__WHAT THE EXERCISE ASKS__. Below are some records; return each one exactly as written.

__DATA PROVIDED__.
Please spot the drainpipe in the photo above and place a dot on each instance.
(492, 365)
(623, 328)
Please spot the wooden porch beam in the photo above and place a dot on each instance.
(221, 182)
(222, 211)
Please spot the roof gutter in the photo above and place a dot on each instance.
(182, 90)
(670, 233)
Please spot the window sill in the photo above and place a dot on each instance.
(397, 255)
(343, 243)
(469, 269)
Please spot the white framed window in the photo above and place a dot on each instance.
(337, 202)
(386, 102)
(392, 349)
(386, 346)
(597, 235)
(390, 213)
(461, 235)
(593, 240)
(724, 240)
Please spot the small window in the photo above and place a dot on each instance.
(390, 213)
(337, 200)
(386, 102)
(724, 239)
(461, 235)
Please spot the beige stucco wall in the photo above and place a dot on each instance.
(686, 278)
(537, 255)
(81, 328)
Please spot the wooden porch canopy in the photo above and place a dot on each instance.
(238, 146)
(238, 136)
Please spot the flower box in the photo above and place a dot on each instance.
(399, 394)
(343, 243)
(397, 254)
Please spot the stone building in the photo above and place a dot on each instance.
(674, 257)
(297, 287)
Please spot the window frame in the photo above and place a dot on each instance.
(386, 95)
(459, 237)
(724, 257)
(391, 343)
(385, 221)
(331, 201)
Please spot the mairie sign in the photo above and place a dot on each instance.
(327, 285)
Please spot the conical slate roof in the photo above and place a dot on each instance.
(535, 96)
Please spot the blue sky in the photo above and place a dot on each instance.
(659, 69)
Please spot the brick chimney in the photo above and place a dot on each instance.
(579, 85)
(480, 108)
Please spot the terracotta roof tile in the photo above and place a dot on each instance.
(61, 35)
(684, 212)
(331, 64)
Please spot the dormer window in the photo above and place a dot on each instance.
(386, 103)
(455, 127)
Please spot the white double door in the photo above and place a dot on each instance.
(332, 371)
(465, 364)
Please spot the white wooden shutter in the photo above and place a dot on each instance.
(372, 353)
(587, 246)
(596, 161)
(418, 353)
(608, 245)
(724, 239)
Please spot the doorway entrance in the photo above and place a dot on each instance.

__SOLUTION FOR THIS PROBLEM__.
Please spot the drainpipe in the photo above and place a dot on each instance.
(492, 365)
(623, 328)
Please spot the wooden porch beam in the photo above and place a dot on each instance.
(221, 182)
(222, 211)
Please spot the roof gutter in the photo above and place a dot on each instance.
(182, 90)
(670, 233)
Please spot the window sill in the photo above and place a dot on each instance.
(397, 255)
(343, 243)
(469, 269)
Please spot the white framed window in the photo above and place a dot on each instance.
(337, 202)
(386, 102)
(392, 349)
(386, 346)
(597, 235)
(390, 213)
(461, 235)
(593, 240)
(724, 240)
Please spot the small window in the photo above and place a dot on each instance.
(390, 213)
(337, 200)
(386, 102)
(724, 239)
(461, 235)
Please spot the beige stucco wall in the photo above and place a dot on each instance.
(686, 278)
(537, 255)
(81, 328)
Please spot the wooden porch canopy in the photo above and place a dot on each instance.
(238, 146)
(238, 136)
Please spot the flower box in the photo above and place a dot on each instance.
(399, 394)
(343, 243)
(397, 254)
Please spot the stone building in the photo above and place a dot on each instance.
(674, 257)
(297, 287)
Please spot the window frame in the photo above and place a dot on each instance.
(386, 95)
(459, 237)
(724, 257)
(391, 343)
(385, 221)
(331, 201)
Please spot the mairie sign in the photo above and place a dot on each instance.
(327, 285)
Please spot the conical slate roof in the photo above and place a dot on each instance.
(535, 96)
Please spot the blue sky in the photo above and place a dot on each instance.
(659, 69)
Please spot the brick chimney in the photo above and place a dot on each instance.
(579, 85)
(480, 108)
Please spot the terracotta roof tile in the photo above and place a dot on each instance.
(61, 35)
(684, 212)
(331, 64)
Please spot the dormer window in the photo above and place a dot on each instance.
(386, 103)
(455, 127)
Please spot the white double door in the photo above and place a dot on each instance.
(332, 371)
(465, 364)
Please spot the white wooden shutter in the photo above and place a dot on each instance.
(372, 353)
(587, 246)
(596, 161)
(418, 353)
(608, 245)
(724, 239)
Please spot the doorway entrance in the photo above and place a dot on each instance.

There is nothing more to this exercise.